** START OF ROWS **

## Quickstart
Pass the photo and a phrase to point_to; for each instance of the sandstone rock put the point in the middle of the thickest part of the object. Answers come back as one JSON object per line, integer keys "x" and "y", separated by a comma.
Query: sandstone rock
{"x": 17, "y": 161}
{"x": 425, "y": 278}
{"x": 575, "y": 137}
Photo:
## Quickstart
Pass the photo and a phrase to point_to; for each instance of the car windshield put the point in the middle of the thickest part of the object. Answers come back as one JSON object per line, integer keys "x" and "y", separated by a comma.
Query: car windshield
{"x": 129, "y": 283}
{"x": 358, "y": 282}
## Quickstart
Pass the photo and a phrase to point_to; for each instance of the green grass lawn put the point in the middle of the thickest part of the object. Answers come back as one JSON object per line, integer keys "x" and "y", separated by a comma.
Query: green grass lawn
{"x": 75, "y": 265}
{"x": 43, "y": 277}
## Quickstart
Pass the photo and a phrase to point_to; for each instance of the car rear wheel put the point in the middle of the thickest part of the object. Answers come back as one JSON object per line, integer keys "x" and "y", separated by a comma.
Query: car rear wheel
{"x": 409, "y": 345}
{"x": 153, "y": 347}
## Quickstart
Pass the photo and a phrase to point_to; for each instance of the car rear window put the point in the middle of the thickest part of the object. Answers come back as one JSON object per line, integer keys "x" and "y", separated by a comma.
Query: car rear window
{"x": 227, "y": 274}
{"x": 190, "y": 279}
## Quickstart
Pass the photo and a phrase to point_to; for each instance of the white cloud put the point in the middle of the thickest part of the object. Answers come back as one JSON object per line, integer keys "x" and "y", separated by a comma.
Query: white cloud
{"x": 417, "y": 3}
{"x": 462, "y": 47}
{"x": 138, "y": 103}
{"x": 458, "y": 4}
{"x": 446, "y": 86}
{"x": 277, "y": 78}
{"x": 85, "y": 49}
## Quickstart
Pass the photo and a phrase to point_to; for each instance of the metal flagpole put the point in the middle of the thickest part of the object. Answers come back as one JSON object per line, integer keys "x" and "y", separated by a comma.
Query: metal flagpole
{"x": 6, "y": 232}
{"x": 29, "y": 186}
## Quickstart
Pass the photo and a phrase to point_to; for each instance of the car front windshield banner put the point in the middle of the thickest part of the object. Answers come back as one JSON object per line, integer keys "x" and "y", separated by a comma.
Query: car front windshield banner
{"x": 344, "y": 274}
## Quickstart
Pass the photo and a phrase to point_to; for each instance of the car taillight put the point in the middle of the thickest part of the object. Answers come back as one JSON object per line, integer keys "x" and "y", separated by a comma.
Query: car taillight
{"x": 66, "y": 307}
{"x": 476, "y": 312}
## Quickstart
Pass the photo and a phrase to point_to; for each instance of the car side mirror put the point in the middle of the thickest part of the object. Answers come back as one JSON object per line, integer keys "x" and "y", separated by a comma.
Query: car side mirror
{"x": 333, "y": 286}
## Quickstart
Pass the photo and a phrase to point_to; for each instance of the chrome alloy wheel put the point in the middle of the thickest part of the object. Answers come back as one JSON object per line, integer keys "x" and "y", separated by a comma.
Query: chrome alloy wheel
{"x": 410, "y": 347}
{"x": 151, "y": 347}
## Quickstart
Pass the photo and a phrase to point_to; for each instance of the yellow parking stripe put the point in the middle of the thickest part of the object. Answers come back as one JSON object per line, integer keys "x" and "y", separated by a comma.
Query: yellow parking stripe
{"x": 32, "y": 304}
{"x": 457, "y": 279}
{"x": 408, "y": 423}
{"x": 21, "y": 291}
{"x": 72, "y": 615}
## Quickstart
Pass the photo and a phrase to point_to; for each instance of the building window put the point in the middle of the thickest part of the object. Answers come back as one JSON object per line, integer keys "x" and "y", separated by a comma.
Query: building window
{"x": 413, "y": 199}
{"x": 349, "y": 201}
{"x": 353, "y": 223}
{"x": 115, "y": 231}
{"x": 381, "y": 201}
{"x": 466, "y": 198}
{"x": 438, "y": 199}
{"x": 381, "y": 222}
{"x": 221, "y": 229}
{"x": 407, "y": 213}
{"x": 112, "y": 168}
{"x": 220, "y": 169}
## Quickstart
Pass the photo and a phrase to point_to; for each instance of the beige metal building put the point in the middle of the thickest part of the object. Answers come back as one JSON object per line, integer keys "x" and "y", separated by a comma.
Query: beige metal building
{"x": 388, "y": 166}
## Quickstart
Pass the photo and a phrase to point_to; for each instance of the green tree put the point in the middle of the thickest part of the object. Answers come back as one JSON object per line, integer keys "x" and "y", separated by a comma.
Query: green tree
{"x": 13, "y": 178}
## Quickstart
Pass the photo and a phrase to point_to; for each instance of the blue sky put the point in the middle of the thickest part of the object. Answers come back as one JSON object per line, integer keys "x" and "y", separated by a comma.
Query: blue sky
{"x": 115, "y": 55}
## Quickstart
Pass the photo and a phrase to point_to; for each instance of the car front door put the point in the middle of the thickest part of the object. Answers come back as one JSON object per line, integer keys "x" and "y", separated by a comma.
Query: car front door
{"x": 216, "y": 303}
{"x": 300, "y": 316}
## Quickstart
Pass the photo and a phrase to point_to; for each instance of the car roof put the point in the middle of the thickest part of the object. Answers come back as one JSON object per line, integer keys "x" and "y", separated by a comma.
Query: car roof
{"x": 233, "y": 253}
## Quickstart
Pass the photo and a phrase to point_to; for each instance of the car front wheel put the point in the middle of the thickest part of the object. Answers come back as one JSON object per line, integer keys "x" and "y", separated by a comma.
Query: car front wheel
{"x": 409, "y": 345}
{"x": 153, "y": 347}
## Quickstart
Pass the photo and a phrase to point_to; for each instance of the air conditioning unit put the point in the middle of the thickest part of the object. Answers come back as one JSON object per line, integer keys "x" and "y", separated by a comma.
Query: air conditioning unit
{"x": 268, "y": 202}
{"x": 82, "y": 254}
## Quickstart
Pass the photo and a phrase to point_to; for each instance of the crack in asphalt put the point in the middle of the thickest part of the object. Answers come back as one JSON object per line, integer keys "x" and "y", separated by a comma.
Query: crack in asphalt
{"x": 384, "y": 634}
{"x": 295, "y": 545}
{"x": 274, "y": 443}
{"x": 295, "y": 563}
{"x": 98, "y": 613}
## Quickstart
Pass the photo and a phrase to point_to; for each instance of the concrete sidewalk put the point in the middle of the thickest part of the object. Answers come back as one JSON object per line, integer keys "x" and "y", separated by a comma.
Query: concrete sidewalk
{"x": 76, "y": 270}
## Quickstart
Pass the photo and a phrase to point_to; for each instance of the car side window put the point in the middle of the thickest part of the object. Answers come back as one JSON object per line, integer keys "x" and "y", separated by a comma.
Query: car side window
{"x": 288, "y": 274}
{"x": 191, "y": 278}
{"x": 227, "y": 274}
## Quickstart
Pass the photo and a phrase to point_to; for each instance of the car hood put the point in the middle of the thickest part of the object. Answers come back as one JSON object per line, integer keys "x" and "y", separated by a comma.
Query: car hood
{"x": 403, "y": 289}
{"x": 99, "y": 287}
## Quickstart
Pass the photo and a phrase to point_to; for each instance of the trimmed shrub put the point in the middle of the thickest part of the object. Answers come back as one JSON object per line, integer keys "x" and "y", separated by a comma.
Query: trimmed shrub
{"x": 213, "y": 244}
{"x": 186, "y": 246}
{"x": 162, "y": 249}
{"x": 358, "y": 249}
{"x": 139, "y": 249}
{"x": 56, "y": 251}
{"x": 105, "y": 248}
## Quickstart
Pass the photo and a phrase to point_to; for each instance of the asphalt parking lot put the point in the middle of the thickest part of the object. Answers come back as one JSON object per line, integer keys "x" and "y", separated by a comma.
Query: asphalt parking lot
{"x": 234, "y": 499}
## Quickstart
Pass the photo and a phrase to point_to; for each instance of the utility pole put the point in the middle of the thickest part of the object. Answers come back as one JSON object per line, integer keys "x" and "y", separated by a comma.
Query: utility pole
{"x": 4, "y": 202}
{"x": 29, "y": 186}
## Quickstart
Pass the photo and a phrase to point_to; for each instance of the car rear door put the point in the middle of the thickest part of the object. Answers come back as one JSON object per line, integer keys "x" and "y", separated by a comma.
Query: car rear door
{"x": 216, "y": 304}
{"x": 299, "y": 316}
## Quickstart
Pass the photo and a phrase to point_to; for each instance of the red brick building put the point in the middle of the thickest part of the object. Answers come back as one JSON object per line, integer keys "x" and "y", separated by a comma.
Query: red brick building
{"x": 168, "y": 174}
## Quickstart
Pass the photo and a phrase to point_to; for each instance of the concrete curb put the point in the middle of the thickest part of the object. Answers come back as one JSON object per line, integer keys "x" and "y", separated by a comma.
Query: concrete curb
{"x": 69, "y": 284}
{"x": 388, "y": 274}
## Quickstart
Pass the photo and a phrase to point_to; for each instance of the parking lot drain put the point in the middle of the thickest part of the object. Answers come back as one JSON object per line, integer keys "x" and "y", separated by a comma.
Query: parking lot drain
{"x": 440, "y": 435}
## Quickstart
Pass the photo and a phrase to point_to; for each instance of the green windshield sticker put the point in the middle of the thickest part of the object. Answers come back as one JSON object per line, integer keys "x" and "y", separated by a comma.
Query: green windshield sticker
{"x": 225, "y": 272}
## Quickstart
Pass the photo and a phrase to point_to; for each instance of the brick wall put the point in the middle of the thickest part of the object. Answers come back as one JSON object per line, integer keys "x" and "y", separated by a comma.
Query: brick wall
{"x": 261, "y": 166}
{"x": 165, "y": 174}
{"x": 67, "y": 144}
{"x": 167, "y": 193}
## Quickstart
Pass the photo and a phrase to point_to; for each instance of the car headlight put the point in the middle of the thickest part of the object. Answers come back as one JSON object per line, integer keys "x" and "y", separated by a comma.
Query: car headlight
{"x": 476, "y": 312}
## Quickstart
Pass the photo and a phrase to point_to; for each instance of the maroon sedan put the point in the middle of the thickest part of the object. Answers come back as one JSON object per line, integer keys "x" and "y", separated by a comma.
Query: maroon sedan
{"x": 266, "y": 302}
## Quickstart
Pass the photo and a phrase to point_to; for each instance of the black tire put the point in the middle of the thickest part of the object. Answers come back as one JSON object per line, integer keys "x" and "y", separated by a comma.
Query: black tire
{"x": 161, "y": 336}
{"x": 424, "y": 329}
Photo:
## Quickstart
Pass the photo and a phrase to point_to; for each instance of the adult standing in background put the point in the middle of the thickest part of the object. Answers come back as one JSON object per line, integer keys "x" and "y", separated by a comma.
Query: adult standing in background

** END OF ROWS **

Report, in full, each line of the rows above that contains the word "grass".

Pass the photo and a phrase to point_to; for each instance of the green grass lawn put the point in the middle of the thickest part of the object. Answers come back as one JSON object per line, integer keys "x" and "y", separated by a comma.
Query: green grass lawn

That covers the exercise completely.